=== PROVIDED DATA ===
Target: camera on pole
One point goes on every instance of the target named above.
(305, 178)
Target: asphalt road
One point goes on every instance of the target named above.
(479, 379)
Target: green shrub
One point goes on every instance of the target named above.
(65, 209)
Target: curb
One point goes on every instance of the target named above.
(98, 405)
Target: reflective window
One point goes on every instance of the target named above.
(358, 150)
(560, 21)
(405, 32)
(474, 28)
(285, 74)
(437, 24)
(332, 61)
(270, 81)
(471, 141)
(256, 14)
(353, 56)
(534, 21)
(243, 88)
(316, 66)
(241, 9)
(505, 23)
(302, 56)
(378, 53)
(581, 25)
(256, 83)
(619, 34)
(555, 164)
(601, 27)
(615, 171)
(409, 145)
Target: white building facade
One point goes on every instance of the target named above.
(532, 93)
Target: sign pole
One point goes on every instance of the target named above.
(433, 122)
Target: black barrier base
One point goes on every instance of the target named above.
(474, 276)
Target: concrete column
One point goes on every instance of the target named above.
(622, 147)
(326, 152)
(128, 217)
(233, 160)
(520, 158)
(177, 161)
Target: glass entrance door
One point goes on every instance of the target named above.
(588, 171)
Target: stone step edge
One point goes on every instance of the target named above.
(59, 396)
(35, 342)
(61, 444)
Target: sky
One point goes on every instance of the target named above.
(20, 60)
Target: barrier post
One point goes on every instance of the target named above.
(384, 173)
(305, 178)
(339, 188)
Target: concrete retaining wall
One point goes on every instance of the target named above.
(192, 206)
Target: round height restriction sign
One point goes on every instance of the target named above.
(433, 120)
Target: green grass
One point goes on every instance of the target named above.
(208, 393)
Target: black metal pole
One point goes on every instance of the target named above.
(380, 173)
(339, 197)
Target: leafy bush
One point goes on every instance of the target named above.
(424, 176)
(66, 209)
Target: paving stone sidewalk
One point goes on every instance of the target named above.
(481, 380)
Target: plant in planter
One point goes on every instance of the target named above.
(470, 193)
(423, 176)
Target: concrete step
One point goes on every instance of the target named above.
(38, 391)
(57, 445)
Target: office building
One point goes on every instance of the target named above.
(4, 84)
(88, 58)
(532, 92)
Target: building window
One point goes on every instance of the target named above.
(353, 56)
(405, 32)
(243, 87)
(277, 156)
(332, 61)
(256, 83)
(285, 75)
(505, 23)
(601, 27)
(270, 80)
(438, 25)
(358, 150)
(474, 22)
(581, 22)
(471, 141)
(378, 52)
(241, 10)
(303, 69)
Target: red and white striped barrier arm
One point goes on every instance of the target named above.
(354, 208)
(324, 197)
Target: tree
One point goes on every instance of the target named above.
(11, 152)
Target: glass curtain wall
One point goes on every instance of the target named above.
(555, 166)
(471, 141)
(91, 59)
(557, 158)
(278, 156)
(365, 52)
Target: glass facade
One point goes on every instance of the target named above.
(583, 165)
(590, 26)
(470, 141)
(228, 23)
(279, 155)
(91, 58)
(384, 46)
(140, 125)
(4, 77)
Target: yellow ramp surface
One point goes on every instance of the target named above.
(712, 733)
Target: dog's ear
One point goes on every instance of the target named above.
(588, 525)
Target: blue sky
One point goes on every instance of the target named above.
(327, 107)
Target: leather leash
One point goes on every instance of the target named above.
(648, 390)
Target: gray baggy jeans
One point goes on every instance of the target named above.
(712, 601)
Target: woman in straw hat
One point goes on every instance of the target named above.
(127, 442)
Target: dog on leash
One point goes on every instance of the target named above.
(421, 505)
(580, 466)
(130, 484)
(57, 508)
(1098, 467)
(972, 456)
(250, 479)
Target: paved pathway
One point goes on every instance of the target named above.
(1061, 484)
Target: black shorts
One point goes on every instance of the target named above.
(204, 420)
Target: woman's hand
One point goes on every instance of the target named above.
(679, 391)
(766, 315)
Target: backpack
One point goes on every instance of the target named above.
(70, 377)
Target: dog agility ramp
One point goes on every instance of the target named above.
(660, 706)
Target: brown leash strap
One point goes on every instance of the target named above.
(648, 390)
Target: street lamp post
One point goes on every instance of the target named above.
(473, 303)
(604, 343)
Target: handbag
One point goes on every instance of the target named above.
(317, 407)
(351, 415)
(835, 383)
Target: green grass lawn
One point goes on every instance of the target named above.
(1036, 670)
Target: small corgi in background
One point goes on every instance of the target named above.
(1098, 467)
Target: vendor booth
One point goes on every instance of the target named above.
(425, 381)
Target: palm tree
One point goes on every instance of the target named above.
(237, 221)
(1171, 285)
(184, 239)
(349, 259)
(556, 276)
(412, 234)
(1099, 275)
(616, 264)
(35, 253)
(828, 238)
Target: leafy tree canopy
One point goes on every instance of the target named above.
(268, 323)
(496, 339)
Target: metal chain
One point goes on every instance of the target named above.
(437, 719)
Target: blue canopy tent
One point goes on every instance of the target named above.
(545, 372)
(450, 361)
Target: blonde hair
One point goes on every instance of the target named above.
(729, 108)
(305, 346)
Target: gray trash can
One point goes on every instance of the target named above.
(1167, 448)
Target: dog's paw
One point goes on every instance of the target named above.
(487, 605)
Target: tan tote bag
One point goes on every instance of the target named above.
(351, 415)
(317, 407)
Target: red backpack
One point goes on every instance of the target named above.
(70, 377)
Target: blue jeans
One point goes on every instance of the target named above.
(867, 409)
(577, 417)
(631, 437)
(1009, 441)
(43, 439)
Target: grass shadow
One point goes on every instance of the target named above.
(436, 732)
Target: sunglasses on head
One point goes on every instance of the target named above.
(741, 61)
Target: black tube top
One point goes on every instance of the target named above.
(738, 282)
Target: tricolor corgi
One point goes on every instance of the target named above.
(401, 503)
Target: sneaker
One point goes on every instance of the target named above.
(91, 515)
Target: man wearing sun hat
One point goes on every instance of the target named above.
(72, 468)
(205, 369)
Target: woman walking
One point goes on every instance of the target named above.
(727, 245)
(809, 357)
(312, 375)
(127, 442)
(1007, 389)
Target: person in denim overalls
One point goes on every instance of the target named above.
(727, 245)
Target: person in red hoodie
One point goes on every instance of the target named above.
===
### WHAT THIS TASK INVOLVES
Every line from the first through the one containing "Target: paving stone sidewalk" in the listing above must be given again exactly, with nothing else alongside.

### SOLUTION TO THE PROBLEM
Target: camera on pole
One point goes on every instance of the target named above.
(305, 178)
Target: asphalt road
One point goes on every instance of the target named above.
(479, 379)
Target: green shrub
One point goes on every instance of the target named above.
(65, 209)
Target: curb
One point goes on every instance of the target named above.
(98, 405)
Target: reflective window
One point goes on every instance of the target named above.
(358, 150)
(560, 21)
(405, 32)
(474, 28)
(285, 74)
(437, 24)
(332, 61)
(270, 81)
(471, 141)
(256, 14)
(353, 56)
(534, 21)
(243, 88)
(316, 66)
(241, 9)
(505, 23)
(302, 56)
(378, 53)
(581, 25)
(256, 83)
(619, 34)
(555, 164)
(601, 27)
(615, 171)
(409, 145)
Target: white building facade
One point goes on every instance of the target named above.
(532, 93)
Target: sign pole
One point goes on every instance of the target named above.
(433, 122)
Target: black barrier base
One point goes on every instance of the target named above.
(474, 276)
Target: concrete column
One point goes on every instance of the target named above.
(622, 147)
(326, 152)
(128, 217)
(233, 160)
(520, 158)
(177, 161)
Target: glass entrance door
One point goes on every instance of the target named above.
(588, 171)
Target: stone step edge
One point goes on every instance of the target named above.
(59, 396)
(35, 342)
(61, 444)
Target: sky
One point goes on every instance of the target named above.
(20, 60)
Target: barrier post
One point goes on every instance of the target named above.
(384, 173)
(305, 178)
(339, 188)
Target: concrete retaining wall
One point goes on every instance of the target named above.
(192, 206)
Target: round height restriction sign
One point goes on every instance of the target named above.
(433, 120)
Target: green grass
One point goes on every instance of the target named above.
(208, 393)
Target: black metal pole
One point goes on every instance of the target named above.
(380, 173)
(339, 197)
Target: leafy bush
One point goes on every instance of the target named above.
(424, 176)
(66, 209)
Target: paving stone sidewalk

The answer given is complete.